JOBS.
A) In the text on circuit diagrams, which Mesopotamian numbering system was used to measure quantities of grain?
B) Extend the text on circuit diagrams, picking up right after its final sentence.

TEXT SECTION.
=-=-=

For example, in Part 16 we saw that a special class of Markov processes can also be seen as a special class of circuit diagrams: namely, electrical circuits made of resistors. Also, in Part 17 we saw that stochastic Petri nets and stochastic reaction networks are just two different ways of talking about the same thing. This allows us to take results from chemistry—where they like stochastic reaction networks, which they call ‘chemical reaction networks’—and apply them to epidemiology, where they like stochastic Petri nets, which they call ‘compartmental models’.

As you can see, fighting through the thicket of terminology is half the battle here! The problem is that people in different applied subjects keep reinventing the same mathematics, using terminologies specific to their own interests… making it harder to see how generally applicable their work actually is. But we can’t blame them for doing this. It’s the job of mathematicians to step in, learn all this stuff, and extract the general ideas.

We can see a similar thing happening when writing was invented in ancient Mesopotamia, around 3000 BC. Different trades invented their own numbering systems! A base-60 system, the S system, was used to count most discrete objects, such as sheep or people. But for ‘rations’ such as cheese or fish, they used a base 120 system, the B system. Another system, the ŠE system, was used to measure quantities of grain. There were about a dozen such systems! Only later did they get standardized.

### Circuit diagrams

But enough chit-chat; let’s get to work. I want to talk about circuit diagrams—diagrams of electrical circuits. They can get really complicated:

This is a 10-watt audio amplifier with bass boost. It looks quite intimidating. But I’ll start with a simple class of circuit diagrams, made of just a few kinds of parts:

• resistors,
• inductors,
• capacitors,
• voltage sources

and maybe some others later on. I’ll explain how you can translate any such diagram into a system of differential equations that describes how the voltages and currents along the wires change with time.

This is something you’d learn in a basic course on electrical engineering, at least back in the old days before analogue circuits had been largely replaced by digital ones. But my goal is different. I’m not mainly interested in electrical circuits per se: to me the important thing is how circuit diagrams provide a pictorial way of reasoning about differential equations… and how we can use the differential equations to describe many kinds of systems, not just electrical circuits.

So, I won’t spend much time explaining why electrical circuits do what they do—see the links for that. I’ll focus on the math of circuit diagrams, and how they apply to many different subjects, not just electrical circuits.

This describes a current flowing around a loop of wire with 4 elements on it: a resistor, an inductor, a capacitor, and a voltage source—for example, a battery. Each of these elements is designated by a cute symbol, and each has a real number associated to it:

• This is a resistor:

and it comes with a number $R,$ called its resistance.

• This is an inductor:

and it comes with a number $L,$ called its inductance.

• This is a capacitor:

and it comes with a number $C,$ called its capacitance.

• This is a voltage source:

and it comes with a number $V,$ called its voltage.

You may wonder why inductance got called $L$ instead of $I.$ Well, it’s probably because $I$ stands for ‘current’. And then you’ll ask why current is called $I$ instead of $C.$ I don’t know: maybe because $C$ stands for ‘capacitance’. If every word started with its own unique letter, we wouldn’t have these problems. But then we wouldn’t need words.

=-=-=

(Records from a collection)
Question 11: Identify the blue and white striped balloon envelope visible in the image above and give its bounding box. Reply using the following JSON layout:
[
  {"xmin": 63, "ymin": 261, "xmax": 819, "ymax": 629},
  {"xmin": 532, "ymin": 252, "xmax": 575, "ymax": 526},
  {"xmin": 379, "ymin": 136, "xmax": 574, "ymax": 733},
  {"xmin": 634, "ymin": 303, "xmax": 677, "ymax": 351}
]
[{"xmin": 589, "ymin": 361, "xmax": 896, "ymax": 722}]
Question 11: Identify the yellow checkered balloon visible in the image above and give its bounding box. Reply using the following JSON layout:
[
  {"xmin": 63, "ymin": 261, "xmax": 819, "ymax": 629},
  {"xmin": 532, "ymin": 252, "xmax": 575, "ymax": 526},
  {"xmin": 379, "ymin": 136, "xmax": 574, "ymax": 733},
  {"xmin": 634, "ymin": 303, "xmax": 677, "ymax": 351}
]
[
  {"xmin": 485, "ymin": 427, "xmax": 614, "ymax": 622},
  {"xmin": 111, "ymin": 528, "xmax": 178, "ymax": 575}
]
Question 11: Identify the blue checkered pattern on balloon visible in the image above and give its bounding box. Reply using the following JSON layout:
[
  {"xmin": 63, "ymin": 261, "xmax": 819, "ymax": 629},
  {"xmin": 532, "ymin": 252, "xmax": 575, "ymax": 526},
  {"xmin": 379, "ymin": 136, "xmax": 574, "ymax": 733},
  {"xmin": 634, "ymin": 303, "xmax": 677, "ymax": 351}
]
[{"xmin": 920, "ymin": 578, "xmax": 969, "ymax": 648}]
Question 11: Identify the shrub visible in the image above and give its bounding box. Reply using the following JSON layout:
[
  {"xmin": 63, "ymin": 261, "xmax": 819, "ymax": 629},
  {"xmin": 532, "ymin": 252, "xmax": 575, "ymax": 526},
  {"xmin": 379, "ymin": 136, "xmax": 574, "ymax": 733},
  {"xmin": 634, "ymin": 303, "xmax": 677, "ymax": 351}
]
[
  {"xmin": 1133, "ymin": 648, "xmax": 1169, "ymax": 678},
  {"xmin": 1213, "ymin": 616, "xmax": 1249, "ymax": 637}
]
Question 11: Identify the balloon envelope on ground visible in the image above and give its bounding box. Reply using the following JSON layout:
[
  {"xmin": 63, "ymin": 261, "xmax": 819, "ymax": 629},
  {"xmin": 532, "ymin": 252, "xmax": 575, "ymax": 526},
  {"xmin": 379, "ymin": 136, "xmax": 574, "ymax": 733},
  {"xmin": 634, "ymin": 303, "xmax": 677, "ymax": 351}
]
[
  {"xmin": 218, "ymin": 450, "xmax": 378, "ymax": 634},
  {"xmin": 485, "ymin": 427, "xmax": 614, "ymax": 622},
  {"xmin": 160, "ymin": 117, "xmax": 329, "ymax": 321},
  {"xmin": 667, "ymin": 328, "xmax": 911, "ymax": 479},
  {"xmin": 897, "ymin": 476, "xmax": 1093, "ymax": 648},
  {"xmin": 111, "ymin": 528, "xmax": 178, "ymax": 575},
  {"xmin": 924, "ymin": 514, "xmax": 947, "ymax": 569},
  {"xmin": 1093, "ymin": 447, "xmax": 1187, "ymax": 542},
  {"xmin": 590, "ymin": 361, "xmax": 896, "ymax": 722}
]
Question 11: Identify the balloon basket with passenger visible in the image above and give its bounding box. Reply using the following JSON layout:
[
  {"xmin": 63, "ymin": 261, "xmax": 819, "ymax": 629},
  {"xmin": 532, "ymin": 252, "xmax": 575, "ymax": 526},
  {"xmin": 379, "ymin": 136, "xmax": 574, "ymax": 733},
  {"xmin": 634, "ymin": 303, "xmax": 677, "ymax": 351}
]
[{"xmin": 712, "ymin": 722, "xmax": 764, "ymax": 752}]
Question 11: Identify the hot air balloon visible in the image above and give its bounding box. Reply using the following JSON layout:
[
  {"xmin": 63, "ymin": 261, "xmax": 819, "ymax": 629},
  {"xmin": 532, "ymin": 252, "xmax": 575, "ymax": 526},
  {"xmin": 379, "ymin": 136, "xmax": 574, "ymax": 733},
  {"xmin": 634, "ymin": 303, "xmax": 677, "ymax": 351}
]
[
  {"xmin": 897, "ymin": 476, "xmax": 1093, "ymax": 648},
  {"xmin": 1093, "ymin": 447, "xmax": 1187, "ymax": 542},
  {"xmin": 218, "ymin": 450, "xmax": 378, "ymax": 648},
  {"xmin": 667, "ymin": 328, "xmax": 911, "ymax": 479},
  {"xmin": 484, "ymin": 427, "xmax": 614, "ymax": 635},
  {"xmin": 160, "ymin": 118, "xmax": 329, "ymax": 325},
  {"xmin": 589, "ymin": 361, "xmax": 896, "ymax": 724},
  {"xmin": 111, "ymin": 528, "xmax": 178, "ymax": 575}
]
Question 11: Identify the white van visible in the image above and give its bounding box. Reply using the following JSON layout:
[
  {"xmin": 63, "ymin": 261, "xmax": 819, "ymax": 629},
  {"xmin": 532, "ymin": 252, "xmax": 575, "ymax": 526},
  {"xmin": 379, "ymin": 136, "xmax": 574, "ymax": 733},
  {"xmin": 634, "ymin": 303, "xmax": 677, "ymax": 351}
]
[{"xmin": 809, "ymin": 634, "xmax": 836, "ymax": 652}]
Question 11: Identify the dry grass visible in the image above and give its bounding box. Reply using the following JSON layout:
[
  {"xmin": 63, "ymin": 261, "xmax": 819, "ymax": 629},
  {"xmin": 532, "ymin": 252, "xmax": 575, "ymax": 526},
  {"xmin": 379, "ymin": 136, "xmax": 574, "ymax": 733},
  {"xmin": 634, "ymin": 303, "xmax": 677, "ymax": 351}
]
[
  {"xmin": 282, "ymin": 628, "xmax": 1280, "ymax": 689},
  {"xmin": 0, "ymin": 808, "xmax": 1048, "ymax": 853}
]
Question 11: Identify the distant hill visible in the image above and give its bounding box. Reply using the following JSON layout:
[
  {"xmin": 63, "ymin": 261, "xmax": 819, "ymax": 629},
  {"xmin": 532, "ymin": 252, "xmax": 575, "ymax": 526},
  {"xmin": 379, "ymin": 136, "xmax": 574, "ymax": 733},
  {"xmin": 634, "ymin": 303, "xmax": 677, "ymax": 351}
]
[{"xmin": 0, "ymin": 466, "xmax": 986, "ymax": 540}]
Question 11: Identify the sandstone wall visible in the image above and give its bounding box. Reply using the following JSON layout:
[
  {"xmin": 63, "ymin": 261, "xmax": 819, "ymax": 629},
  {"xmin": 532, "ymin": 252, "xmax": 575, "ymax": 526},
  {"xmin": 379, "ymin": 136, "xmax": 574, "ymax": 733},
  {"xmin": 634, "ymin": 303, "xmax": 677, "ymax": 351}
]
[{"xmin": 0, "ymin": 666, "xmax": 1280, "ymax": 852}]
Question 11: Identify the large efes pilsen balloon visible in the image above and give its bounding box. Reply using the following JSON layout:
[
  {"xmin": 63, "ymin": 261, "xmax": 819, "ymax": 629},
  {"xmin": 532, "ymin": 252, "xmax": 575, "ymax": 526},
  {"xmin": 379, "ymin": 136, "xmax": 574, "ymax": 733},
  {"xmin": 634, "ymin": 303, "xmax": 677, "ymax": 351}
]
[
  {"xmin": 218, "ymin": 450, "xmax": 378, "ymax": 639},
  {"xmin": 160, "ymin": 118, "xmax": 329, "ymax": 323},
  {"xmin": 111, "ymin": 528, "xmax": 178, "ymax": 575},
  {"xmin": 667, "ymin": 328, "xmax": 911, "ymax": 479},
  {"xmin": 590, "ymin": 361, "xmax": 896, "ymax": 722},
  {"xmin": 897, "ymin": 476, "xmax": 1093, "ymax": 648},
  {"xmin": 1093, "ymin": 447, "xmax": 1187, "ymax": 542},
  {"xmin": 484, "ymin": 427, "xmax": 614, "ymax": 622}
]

=-=-=

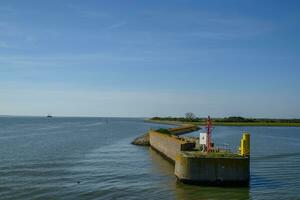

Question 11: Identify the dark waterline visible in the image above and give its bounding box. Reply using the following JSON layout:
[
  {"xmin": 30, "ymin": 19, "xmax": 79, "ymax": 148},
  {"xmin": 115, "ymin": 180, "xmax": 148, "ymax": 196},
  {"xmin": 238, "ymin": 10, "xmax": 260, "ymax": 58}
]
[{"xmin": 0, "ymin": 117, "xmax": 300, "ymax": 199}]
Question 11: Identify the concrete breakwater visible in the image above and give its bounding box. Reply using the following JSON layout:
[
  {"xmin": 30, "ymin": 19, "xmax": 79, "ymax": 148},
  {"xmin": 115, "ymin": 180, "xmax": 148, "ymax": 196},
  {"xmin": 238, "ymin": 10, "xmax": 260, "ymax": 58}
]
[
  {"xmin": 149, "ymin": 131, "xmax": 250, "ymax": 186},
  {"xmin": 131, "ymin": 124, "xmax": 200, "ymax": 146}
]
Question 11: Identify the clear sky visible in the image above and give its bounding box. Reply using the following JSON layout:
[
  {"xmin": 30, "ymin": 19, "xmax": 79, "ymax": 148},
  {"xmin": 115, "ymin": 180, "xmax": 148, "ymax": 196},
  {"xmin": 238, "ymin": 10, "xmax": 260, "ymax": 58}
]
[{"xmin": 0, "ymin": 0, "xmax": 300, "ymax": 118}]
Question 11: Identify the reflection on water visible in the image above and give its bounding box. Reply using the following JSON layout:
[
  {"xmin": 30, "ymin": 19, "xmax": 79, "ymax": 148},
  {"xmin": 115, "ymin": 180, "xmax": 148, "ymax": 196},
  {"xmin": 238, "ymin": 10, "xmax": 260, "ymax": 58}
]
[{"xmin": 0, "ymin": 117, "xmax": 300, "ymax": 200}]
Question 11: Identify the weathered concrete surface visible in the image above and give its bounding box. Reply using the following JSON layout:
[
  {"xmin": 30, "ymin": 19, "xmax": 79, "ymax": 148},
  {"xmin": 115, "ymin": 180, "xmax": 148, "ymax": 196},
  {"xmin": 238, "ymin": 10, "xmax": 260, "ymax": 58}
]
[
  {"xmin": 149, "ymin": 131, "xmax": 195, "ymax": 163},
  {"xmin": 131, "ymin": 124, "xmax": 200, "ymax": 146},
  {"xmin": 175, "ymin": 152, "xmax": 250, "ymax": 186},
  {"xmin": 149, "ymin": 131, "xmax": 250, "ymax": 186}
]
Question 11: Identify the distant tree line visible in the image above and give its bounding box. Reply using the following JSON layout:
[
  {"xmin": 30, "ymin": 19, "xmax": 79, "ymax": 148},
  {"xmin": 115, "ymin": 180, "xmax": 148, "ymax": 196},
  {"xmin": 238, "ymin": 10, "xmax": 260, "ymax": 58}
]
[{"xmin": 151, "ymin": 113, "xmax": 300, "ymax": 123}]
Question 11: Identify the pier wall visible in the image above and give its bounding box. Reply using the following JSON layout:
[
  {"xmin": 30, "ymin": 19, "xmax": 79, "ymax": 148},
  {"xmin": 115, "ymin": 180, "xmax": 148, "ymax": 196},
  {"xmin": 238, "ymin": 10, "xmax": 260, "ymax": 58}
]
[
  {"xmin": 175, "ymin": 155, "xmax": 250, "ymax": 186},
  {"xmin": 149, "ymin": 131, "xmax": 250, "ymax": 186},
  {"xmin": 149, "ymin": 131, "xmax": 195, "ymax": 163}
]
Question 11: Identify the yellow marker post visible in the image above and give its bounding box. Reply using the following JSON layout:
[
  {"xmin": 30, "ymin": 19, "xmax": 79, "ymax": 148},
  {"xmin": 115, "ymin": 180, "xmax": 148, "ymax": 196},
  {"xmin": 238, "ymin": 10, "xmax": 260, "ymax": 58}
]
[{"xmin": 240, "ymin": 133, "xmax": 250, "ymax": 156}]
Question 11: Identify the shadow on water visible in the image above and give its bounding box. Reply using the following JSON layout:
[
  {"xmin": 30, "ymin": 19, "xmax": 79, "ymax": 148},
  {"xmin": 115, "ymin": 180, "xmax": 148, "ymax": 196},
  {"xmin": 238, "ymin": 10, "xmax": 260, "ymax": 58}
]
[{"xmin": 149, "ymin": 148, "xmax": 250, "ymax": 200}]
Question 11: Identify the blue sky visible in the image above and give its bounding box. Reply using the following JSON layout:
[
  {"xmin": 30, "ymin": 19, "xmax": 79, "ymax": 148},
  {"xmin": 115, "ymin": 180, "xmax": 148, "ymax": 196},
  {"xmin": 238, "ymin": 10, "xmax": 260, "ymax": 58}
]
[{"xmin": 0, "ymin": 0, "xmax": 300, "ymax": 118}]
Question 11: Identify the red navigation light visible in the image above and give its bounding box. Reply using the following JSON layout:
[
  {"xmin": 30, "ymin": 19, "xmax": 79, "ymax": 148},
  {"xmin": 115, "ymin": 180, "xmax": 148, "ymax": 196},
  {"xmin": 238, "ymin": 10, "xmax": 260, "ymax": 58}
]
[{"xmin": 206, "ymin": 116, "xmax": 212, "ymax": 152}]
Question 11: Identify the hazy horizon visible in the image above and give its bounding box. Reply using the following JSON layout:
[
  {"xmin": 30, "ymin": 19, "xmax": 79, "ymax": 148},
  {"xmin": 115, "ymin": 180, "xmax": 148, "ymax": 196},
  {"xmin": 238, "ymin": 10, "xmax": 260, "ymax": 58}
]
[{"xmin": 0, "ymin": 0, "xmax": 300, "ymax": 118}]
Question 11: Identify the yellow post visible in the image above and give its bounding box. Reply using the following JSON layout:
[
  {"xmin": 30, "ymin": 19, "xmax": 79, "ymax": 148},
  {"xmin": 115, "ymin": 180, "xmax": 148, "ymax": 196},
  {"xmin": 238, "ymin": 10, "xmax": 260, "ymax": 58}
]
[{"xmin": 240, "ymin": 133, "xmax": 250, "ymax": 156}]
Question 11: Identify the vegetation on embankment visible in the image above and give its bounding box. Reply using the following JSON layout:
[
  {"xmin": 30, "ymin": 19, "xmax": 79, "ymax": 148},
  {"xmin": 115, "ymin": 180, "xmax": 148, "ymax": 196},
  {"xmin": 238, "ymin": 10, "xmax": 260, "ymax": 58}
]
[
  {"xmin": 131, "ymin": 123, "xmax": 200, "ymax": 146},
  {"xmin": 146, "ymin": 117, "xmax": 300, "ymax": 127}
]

=-=-=

ANSWERS FOR THE TASKS.
A) The ŠE system.

B)
Here’s another example:

This example has two new features. First, it has places where wires meet, drawn as black dots. These dots are often called nodes, or sometimes vertices. Since ‘vertex’ starts with V and so does ‘voltage’, let’s call the dots ‘nodes’. Roughly speaking, a graph is a thing with nodes and edges, like this:

This suggests that in our circuit, the wires with elements on them should be seen as edges of a graph. Or perhaps just the wires should be seen as edges, and the elements should be seen as nodes! This is an example of a ‘design decision’ we have to make when formalizing the theory of circuit diagrams. There are also various different precise definitions of ‘graph’, and we need to try to choose the best one.

A second new feature of this example is that it has some white dots called terminals, where wires end. Mathematically these terminals are also vertices in our graph, but they play a special role: they are places where we are allowed to connect this circuit to another circuit. You’ll notice this circuit doesn’t have a voltage source. So, it’s like piece of electrical equipment without its own battery. We need to plug it in for it to do anything interesting!

This is very important. Big complicated electrical circuits are often made by hooking together smaller ones. The pieces are best thought of as ‘open systems’: that is, physical systems that interact with the outside world. Traditionally, a lot of physics focuses on ‘closed systems’, which don’t interact with the outside the world—the part of the world we aren’t modeling. But network theory is all about how we can connect open systems together to form larger open systems (or closed systems). And this is one place where category shows up. As we’ll see, we can think of an open system as a ‘morphism’ going from some inputs to some outputs, and we can ‘compose’ morphisms to get new morphisms by hooking them together.

### Differential equations from circuit diagrams

Let me sketch how to get a bunch of ordinary differential equations from a circuit diagram. These equations will say what the circuit does.

We start with a graph having some set $N$ of nodes and some set $E$ of edges. To say how much current is flowing along each edge it will be helpful to give each edge a direction, like this:

So, define a graph to consist of two functions

$s,t : E \to N$

Then each edge $e$ will have some vertex $s(e)$ as its source, or starting-point, and some vertex $t(e)$ as its target, or endpoint:

(This kind of graph is often called a directed multigraph or quiver, to distinguish it from other kinds, but I’ll just say ‘graph’.)

Next, each edge is labelled by one of four elements: resistor, capacitor, inductor or voltage source. It’s also labelled by a real number, which we call the resistance, capacitance, inductance or voltage of that element. We will make this part prettier later on, so we can easily introduce more kinds of elements without any trouble.

Finally, we specify a subset $T \subseteq N$ and call these nodes terminals.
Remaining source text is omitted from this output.